[Stored entries]
◆ ◆ ◆ ◆ ◆
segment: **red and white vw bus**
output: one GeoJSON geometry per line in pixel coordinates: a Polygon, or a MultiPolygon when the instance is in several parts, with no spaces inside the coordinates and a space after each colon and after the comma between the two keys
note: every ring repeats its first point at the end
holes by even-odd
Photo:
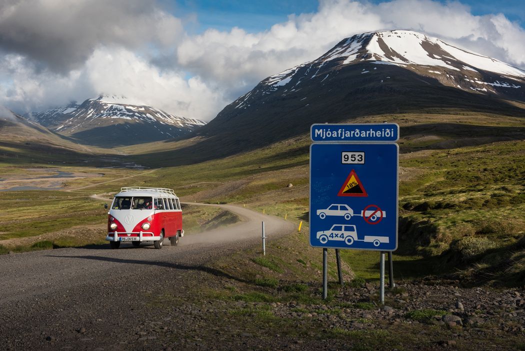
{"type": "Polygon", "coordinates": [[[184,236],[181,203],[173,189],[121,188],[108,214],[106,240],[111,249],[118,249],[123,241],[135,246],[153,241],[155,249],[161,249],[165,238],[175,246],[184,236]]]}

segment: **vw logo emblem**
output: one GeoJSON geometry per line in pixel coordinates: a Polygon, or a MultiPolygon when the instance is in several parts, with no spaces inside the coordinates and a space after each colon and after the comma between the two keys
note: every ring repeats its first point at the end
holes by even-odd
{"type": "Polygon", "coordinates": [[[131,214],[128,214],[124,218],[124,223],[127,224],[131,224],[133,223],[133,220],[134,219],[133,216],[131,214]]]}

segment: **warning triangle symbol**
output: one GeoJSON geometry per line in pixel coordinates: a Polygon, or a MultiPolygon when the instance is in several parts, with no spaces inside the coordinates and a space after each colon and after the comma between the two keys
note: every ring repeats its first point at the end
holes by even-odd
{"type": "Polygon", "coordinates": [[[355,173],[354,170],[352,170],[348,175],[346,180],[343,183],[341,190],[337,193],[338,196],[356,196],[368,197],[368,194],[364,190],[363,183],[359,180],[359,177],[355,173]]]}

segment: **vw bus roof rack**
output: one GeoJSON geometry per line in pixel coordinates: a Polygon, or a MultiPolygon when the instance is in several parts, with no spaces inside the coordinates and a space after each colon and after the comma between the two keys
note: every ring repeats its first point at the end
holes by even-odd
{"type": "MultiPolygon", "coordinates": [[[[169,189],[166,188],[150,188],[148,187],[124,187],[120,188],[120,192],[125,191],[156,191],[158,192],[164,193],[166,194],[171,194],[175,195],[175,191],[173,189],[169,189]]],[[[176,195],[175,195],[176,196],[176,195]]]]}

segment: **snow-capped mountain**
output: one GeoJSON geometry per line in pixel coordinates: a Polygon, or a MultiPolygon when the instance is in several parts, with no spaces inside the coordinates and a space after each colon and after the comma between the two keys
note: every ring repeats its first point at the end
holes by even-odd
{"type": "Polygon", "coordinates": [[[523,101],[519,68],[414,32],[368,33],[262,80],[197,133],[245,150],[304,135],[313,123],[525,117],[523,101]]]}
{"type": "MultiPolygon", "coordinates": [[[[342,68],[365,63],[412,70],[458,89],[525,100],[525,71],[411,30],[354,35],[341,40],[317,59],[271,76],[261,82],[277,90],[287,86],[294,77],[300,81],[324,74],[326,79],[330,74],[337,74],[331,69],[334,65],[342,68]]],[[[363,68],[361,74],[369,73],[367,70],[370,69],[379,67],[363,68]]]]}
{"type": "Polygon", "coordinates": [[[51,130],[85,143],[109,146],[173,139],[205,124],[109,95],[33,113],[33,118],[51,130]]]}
◆ ◆ ◆ ◆ ◆
- [What you need to do]: Lay out each line of the material above as a Markdown table with the columns "Row" and "Text line," numbering the rows in order and omitting blank lines. Leave the pictures out of the table.

- [Full solution]:
| Row | Text line |
|---|---|
| 1 | segment: **red and white vw bus** |
| 2 | output: one GeoJSON geometry per line in pixel coordinates: a Polygon, or a MultiPolygon when the instance is in several parts, with no spaces inside the coordinates and a space after each colon and after the comma between the two keys |
| 3 | note: every ring repeats its first point at the end |
| 4 | holes by even-odd |
| 5 | Photo: |
| 6 | {"type": "Polygon", "coordinates": [[[184,236],[181,203],[173,189],[121,188],[108,214],[106,240],[111,249],[118,249],[123,241],[135,246],[153,241],[155,249],[161,249],[165,238],[175,246],[184,236]]]} |
| 7 | segment: **vw logo emblem** |
| 8 | output: one GeoJSON geometry per line in pixel coordinates: a Polygon, or a MultiPolygon when the instance is in several parts, with no spaces inside the coordinates and a space after each colon and after the comma between the two keys |
| 9 | note: every ring repeats its first point at the end |
| 10 | holes by even-odd |
| 11 | {"type": "Polygon", "coordinates": [[[131,214],[128,214],[124,218],[124,223],[127,224],[131,224],[133,223],[133,220],[134,219],[133,216],[131,214]]]} |
| 12 | segment: **warning triangle symbol** |
| 13 | output: one GeoJSON geometry per line in pixel coordinates: a Polygon, or a MultiPolygon when the instance is in several parts, with no spaces inside the coordinates and a space after each colon and after the comma between the two keys |
| 14 | note: every ring repeats its first point at the end |
| 15 | holes by even-odd |
| 16 | {"type": "Polygon", "coordinates": [[[355,173],[354,170],[352,170],[348,175],[346,180],[343,183],[341,190],[337,193],[338,196],[356,196],[368,197],[368,194],[364,190],[363,183],[359,180],[359,177],[355,173]]]} |
| 17 | segment: **vw bus roof rack** |
| 18 | output: one GeoJSON geometry per line in pixel coordinates: a Polygon, or a MultiPolygon when the instance is in several parts, with no spaces inside the coordinates and a space after each colon and after the comma between the two keys |
| 19 | note: every ring repeats its first point at the end |
| 20 | holes by even-odd |
| 21 | {"type": "MultiPolygon", "coordinates": [[[[169,189],[166,188],[150,188],[148,187],[124,187],[120,188],[120,192],[125,191],[156,191],[158,192],[164,193],[166,194],[171,194],[175,195],[175,191],[173,189],[169,189]]],[[[176,195],[175,195],[176,196],[176,195]]]]} |
| 22 | segment: **snow-capped mountain** |
| 23 | output: one GeoJSON geometry per line in pixel coordinates: a Polygon, or a MultiPolygon when the instance is in several parts, with no spaces inside the coordinates and a space after each colon and after the comma between the two keys |
| 24 | note: every ring repeats its first point at the end |
| 25 | holes by even-odd |
| 26 | {"type": "Polygon", "coordinates": [[[523,101],[519,68],[414,32],[368,33],[262,80],[197,133],[245,150],[304,135],[313,123],[525,117],[523,101]]]} |
| 27 | {"type": "MultiPolygon", "coordinates": [[[[342,68],[365,63],[412,70],[458,89],[525,100],[525,71],[411,30],[354,35],[341,40],[317,59],[271,76],[261,82],[277,90],[287,86],[294,77],[300,81],[324,74],[326,79],[330,74],[337,74],[331,69],[334,65],[342,68]]],[[[363,68],[361,74],[369,73],[367,70],[370,69],[379,67],[363,68]]]]} |
| 28 | {"type": "Polygon", "coordinates": [[[51,130],[85,143],[109,146],[173,139],[205,124],[109,95],[33,113],[33,118],[51,130]]]} |